_What the task requires:_
Put these records into a numbered list, leaving out any blank lines.

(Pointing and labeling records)
======

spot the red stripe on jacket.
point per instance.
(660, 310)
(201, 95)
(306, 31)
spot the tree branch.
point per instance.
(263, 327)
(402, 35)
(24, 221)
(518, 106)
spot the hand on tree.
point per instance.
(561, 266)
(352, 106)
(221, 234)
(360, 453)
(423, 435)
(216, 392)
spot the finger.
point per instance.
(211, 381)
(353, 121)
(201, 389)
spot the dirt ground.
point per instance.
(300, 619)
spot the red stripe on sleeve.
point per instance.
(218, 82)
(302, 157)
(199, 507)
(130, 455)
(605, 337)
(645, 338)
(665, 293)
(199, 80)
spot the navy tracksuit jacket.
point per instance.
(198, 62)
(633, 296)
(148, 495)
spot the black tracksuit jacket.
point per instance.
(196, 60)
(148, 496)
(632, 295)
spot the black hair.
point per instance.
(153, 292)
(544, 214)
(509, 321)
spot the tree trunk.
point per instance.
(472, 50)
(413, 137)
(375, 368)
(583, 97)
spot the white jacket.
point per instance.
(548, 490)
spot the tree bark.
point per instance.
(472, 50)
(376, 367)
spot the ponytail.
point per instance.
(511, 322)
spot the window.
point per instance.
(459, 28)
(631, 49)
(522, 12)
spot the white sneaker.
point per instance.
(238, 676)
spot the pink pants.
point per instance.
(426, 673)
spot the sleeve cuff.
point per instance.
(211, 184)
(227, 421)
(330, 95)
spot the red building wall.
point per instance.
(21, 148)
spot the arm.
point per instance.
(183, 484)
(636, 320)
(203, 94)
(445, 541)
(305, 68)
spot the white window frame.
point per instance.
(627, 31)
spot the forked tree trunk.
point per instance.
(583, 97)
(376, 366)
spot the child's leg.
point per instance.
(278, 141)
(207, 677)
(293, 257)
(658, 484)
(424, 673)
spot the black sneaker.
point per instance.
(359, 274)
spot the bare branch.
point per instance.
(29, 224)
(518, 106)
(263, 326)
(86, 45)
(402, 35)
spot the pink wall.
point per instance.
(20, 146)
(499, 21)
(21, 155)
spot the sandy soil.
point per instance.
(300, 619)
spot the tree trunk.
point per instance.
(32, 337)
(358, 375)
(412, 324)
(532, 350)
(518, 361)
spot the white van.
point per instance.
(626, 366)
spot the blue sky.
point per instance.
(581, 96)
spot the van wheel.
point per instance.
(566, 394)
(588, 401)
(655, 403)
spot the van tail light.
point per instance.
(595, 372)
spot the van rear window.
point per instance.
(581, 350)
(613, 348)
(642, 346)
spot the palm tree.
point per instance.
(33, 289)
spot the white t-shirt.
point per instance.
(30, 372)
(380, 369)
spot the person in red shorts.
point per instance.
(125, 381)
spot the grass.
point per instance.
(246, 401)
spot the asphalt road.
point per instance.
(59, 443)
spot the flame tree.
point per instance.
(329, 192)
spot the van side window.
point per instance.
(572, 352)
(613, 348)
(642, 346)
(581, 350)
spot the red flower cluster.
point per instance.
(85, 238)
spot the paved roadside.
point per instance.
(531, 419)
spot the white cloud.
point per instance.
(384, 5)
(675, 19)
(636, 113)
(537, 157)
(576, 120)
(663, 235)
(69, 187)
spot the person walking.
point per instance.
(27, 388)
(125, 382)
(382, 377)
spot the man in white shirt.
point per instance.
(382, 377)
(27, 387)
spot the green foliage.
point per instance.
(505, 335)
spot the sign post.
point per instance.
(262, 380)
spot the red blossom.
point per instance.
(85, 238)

======

_Result:_
1. spot the red stripe on jacket.
2. point per instance.
3. (660, 310)
4. (201, 95)
5. (306, 31)
6. spot the tree branch.
7. point per instance.
8. (263, 327)
9. (402, 35)
10. (24, 221)
11. (518, 106)
12. spot the hand on tree.
13. point per instance.
14. (561, 266)
15. (352, 106)
16. (221, 234)
17. (360, 453)
18. (423, 435)
19. (216, 392)
20. spot the finger.
21. point per instance.
22. (211, 381)
23. (353, 121)
24. (201, 389)
25. spot the dirt ground.
26. point per instance.
27. (300, 619)
28. spot the red stripe on sleeve.
29. point per instance.
30. (218, 82)
31. (302, 157)
32. (199, 507)
33. (130, 455)
34. (605, 337)
35. (645, 338)
36. (665, 293)
37. (199, 80)
38. spot the navy tracksuit jacket.
39. point per instance.
40. (198, 62)
41. (633, 296)
42. (148, 495)
43. spot the black tracksuit jacket.
44. point per instance.
45. (196, 60)
46. (148, 496)
47. (632, 295)
48. spot the black hair.
49. point per instance.
50. (153, 292)
51. (544, 214)
52. (509, 321)
53. spot the tree trunk.
54. point per instance.
55. (472, 50)
56. (413, 137)
57. (375, 368)
58. (583, 97)
59. spot the white jacket.
60. point per instance.
61. (548, 490)
62. spot the tree bark.
63. point per instance.
64. (472, 50)
65. (376, 367)
66. spot the ponytail.
67. point per instance.
68. (511, 322)
69. spot the window.
70. point per instance.
71. (459, 28)
72. (631, 49)
73. (522, 12)
74. spot the white sneaker.
75. point per instance.
76. (238, 676)
77. spot the pink pants.
78. point per instance.
79. (426, 673)
80. spot the sleeve cuff.
81. point per instance.
82. (211, 184)
83. (227, 421)
84. (330, 95)
85. spot the red building wall.
86. point per instance.
87. (21, 148)
88. spot the arm.
89. point per instance.
90. (183, 484)
91. (636, 320)
92. (203, 94)
93. (445, 541)
94. (305, 68)
95. spot the white window frame.
96. point per instance.
97. (627, 31)
98. spot the forked tree trunk.
99. point per instance.
100. (583, 97)
101. (376, 366)
102. spot the child's leg.
103. point per instance.
104. (278, 141)
105. (207, 677)
106. (293, 257)
107. (658, 484)
108. (424, 673)
109. spot the black sneaker.
110. point per instance.
111. (359, 274)
112. spot the bare branch.
113. point per instance.
114. (29, 224)
115. (518, 106)
116. (263, 326)
117. (86, 45)
118. (402, 35)
119. spot the pink wall.
120. point per instance.
121. (20, 146)
122. (499, 21)
123. (21, 155)
124. spot the sandy soil.
125. point per instance.
126. (300, 619)
127. spot the tree trunk.
128. point per instance.
129. (32, 337)
130. (358, 375)
131. (412, 324)
132. (532, 350)
133. (518, 361)
134. spot the white van.
135. point per instance.
136. (626, 366)
137. spot the blue sky.
138. point per instance.
139. (581, 96)
140. spot the van wheel.
141. point per instance.
142. (566, 394)
143. (588, 401)
144. (655, 403)
145. spot the van tail light.
146. point per instance.
147. (595, 372)
148. spot the van rear window.
149. point per instance.
150. (581, 350)
151. (613, 348)
152. (642, 346)
153. spot the palm tree.
154. point per instance.
155. (33, 289)
156. spot the white t-shirt.
157. point per instance.
158. (30, 372)
159. (380, 369)
160. spot the person in red shorts.
161. point per instance.
162. (125, 381)
163. spot the grass.
164. point per instance.
165. (246, 401)
166. spot the asphalt road.
167. point per instance.
168. (59, 443)
169. spot the flame tree.
170. point per instance.
171. (329, 192)
172. spot the van side window.
173. point per instance.
174. (572, 352)
175. (613, 348)
176. (642, 346)
177. (581, 350)
178. spot the red flower cluster.
179. point per instance.
180. (85, 238)
181. spot the paved roadside.
182. point per instance.
183. (531, 419)
184. spot the white cloud.
185. point per instance.
186. (384, 5)
187. (675, 19)
188. (636, 113)
189. (537, 157)
190. (576, 120)
191. (663, 235)
192. (69, 187)
193. spot the person walking.
194. point per instance.
195. (27, 388)
196. (125, 382)
197. (382, 377)
198. spot the man in white shirt.
199. point per instance.
200. (382, 377)
201. (27, 387)
202. spot the green foliage.
203. point per instance.
204. (505, 335)
205. spot the sign post.
206. point per instance.
207. (262, 380)
208. spot the red blossom.
209. point per instance.
210. (85, 238)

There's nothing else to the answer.